REQUIRED ACTION
Looking at the listing, state how many of its lines contain the string "exact". Write only the number.

GIVEN DATA
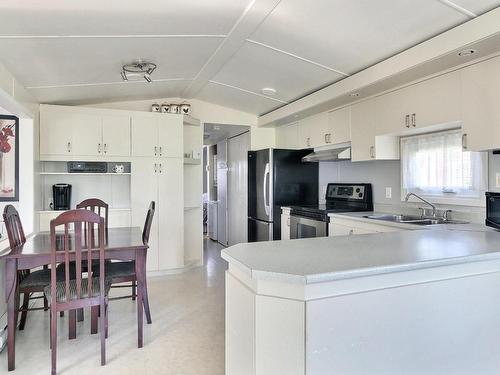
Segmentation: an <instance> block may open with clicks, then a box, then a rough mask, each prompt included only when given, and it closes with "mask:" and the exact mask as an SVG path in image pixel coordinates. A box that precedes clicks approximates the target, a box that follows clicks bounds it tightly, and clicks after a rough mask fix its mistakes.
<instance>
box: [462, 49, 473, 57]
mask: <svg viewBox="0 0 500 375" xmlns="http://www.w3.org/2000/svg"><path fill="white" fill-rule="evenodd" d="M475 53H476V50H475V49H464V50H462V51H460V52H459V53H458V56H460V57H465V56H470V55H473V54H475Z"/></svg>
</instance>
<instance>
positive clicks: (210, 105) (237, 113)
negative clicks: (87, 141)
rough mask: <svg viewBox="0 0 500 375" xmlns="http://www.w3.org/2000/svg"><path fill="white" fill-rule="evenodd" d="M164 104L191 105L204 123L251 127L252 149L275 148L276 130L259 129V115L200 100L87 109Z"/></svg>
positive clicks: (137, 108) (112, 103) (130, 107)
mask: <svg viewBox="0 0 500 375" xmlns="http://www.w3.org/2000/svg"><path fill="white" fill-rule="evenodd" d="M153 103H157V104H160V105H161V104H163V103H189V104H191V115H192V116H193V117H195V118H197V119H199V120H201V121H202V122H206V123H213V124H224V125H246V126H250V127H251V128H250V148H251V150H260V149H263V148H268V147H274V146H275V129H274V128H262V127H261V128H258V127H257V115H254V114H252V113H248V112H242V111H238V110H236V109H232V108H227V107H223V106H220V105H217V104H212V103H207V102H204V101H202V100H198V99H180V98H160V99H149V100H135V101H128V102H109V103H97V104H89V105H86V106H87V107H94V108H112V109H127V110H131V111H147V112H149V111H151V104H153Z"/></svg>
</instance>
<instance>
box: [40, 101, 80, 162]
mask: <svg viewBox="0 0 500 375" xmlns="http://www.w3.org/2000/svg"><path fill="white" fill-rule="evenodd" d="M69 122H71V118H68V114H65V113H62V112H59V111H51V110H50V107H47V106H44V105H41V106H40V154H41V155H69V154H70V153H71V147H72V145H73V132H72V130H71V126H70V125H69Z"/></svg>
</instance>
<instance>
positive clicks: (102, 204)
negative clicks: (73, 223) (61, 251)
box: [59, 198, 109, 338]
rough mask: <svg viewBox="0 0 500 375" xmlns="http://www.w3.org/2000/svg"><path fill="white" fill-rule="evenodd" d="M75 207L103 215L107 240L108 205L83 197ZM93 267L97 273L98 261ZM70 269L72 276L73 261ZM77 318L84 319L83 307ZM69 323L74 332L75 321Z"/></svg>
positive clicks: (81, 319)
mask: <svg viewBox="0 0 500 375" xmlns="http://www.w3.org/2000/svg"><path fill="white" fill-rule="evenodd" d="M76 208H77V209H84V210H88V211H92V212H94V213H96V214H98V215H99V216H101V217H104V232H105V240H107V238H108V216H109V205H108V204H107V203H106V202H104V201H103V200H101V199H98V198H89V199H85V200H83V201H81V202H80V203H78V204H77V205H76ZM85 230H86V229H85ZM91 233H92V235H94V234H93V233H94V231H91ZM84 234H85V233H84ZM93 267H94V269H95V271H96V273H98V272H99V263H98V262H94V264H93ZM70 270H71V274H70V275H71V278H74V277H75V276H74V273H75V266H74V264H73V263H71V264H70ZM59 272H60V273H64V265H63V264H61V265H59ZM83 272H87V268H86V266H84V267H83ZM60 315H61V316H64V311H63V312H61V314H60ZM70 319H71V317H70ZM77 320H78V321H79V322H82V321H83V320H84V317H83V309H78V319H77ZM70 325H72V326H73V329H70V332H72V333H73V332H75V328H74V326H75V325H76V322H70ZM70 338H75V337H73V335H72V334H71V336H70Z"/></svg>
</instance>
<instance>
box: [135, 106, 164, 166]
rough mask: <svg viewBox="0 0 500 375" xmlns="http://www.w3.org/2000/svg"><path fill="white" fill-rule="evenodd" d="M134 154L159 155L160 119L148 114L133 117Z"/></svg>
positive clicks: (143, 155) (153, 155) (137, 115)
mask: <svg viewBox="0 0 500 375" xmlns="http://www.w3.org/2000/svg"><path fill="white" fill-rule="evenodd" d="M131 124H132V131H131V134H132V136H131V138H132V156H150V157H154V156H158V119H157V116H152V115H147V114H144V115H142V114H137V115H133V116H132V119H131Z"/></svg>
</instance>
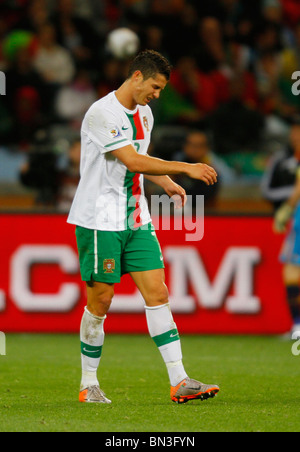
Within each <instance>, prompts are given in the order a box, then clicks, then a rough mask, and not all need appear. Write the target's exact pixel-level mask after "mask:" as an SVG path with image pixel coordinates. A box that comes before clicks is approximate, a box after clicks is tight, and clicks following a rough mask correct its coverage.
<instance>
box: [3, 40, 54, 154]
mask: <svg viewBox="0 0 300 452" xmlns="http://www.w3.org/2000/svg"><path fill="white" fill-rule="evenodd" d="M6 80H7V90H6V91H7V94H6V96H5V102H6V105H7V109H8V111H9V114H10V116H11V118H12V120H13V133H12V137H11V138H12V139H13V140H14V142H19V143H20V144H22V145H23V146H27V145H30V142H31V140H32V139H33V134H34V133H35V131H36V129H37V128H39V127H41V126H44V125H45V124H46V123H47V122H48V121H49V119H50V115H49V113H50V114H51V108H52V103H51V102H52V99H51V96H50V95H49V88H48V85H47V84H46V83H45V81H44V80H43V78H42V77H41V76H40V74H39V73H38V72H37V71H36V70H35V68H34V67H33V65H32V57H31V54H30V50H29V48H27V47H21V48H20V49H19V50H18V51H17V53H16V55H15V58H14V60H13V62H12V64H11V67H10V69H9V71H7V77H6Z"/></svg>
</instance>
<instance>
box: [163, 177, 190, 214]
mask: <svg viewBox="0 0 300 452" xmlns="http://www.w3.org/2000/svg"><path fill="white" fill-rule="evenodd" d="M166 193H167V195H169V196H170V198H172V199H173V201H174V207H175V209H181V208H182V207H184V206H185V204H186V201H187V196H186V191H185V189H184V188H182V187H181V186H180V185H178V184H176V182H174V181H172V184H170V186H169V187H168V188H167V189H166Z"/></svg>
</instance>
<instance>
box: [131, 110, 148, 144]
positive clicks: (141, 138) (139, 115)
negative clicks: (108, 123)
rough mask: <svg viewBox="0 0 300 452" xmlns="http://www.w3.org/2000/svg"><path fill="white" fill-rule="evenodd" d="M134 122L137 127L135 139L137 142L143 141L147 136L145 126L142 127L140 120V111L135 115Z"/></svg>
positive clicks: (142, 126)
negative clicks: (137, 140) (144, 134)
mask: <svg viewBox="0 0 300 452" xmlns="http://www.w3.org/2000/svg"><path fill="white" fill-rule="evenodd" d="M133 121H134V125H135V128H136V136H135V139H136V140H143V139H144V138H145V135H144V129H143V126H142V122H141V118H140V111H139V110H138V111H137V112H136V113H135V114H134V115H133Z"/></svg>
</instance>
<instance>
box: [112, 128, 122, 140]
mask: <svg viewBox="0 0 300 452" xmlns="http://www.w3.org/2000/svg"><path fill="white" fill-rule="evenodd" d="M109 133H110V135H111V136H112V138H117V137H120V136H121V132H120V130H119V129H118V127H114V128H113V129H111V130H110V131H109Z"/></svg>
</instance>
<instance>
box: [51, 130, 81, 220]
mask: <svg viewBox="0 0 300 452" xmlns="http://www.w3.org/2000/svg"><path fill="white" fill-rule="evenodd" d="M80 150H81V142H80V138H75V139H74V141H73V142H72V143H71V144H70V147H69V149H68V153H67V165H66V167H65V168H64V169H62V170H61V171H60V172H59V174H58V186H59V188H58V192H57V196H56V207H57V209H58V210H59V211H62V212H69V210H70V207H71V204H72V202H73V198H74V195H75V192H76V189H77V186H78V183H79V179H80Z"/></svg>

SOLUTION FOR THIS TASK
2